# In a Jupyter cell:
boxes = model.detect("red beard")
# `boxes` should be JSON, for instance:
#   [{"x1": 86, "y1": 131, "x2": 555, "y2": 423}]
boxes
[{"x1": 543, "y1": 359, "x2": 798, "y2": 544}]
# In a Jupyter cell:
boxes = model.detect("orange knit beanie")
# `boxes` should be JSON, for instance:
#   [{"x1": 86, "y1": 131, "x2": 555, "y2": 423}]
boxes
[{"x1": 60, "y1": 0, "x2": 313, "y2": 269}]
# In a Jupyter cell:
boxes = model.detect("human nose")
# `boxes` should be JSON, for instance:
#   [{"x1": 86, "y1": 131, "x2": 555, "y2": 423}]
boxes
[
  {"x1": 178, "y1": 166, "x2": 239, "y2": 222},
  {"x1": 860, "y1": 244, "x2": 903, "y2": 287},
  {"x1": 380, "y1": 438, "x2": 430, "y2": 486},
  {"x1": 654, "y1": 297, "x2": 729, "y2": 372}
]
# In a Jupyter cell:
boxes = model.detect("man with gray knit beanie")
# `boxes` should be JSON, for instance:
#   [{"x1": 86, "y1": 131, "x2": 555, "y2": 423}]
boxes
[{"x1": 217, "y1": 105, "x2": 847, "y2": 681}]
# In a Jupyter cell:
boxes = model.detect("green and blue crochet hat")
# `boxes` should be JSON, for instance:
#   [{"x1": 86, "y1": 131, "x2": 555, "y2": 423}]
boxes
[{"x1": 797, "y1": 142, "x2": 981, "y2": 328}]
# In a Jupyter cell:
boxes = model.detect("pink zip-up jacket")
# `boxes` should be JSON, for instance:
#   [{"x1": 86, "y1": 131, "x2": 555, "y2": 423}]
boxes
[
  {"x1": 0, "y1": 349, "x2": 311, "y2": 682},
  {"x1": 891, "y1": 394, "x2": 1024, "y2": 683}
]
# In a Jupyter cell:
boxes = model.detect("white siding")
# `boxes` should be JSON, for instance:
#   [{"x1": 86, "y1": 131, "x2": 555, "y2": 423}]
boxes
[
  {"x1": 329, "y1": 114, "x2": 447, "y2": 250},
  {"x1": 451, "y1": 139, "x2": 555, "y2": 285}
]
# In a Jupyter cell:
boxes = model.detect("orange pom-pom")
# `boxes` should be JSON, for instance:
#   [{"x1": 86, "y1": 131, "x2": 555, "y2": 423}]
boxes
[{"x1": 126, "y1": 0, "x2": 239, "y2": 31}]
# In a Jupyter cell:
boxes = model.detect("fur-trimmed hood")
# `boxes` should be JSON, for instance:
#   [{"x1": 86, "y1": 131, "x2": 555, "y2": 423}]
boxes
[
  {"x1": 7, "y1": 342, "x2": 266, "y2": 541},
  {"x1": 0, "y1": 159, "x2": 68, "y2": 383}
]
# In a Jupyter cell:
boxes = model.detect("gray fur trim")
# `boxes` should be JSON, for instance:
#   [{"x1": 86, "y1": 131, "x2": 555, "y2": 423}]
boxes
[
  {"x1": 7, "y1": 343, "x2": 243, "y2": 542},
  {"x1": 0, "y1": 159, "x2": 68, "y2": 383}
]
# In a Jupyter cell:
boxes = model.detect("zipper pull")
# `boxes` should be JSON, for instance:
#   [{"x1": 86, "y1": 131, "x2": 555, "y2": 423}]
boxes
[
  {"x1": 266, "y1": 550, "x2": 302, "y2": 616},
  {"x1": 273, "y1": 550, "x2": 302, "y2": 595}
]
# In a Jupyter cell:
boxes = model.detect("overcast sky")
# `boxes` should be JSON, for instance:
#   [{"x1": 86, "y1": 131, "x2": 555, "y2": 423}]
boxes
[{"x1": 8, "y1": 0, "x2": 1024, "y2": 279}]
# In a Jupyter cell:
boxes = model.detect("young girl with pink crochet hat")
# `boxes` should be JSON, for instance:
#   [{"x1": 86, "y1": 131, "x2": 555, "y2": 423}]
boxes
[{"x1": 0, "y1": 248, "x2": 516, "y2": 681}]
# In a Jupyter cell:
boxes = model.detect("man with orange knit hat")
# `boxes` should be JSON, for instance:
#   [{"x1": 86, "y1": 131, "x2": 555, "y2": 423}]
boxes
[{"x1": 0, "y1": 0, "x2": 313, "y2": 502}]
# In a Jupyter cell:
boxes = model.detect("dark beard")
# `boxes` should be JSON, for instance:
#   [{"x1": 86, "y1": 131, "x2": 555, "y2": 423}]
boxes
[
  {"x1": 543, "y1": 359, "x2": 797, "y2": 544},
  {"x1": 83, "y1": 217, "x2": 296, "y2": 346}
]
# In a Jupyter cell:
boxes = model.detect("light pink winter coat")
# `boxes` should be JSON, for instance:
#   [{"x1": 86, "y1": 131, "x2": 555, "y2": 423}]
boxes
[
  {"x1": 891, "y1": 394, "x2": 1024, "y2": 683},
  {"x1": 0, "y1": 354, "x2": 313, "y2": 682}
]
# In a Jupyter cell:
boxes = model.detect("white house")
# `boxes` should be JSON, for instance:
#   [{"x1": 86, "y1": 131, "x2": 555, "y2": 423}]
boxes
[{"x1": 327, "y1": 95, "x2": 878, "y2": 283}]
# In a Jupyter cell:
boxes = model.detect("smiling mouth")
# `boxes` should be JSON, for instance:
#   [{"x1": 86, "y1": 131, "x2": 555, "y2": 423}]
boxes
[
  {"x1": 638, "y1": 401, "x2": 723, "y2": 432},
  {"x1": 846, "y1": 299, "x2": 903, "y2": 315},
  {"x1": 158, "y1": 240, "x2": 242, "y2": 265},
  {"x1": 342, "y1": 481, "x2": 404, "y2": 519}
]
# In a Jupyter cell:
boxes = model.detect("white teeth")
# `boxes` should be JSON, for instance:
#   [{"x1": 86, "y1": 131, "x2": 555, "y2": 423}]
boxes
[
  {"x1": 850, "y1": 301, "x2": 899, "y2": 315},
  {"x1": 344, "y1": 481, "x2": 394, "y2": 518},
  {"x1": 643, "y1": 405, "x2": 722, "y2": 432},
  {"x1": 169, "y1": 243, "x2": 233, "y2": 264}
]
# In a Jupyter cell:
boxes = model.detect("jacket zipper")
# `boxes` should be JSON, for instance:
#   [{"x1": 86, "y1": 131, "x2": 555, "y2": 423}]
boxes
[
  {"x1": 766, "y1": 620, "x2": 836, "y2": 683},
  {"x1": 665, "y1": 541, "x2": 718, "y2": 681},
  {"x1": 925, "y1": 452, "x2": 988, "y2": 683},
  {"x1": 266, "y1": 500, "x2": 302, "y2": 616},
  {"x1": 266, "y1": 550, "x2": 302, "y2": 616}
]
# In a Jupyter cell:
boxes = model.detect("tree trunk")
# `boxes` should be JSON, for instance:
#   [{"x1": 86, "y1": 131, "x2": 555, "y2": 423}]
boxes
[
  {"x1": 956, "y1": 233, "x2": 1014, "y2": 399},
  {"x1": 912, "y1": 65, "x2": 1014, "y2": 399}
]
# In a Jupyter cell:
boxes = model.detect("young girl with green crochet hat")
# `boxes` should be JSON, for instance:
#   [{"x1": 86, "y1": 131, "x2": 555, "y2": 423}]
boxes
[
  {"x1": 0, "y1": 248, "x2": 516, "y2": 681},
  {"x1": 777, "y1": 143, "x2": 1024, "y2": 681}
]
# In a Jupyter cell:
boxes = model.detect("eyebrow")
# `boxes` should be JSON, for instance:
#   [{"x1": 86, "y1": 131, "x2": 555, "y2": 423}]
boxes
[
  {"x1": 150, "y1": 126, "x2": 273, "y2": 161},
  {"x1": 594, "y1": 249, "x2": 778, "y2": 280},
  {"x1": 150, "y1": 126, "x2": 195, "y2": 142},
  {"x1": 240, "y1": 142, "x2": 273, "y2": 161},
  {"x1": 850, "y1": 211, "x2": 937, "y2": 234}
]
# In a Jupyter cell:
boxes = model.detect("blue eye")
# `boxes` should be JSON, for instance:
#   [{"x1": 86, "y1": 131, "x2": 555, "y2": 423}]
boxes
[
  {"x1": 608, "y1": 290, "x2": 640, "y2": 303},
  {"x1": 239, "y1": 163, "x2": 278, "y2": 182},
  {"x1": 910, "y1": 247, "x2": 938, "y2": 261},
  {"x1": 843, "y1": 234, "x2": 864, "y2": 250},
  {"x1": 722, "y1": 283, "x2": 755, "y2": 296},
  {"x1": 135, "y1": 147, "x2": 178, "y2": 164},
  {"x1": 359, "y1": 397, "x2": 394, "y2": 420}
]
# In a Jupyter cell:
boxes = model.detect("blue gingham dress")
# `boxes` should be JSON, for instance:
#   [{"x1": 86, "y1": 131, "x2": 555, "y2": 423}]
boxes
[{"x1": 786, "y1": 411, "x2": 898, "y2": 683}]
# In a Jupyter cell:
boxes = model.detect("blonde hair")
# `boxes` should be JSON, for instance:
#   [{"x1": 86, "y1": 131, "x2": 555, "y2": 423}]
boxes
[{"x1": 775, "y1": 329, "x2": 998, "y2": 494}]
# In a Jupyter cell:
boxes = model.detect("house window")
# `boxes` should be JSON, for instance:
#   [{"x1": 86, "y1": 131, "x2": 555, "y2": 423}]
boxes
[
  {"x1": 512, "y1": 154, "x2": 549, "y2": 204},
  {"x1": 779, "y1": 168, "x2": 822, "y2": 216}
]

=== GIVEN TASK ===
Copy out every line above that contains the string "house", matching case exactly.

=== SOLUTION TO THE PROBLEM ===
boxes = model.detect("white house")
boxes = model.detect("house window")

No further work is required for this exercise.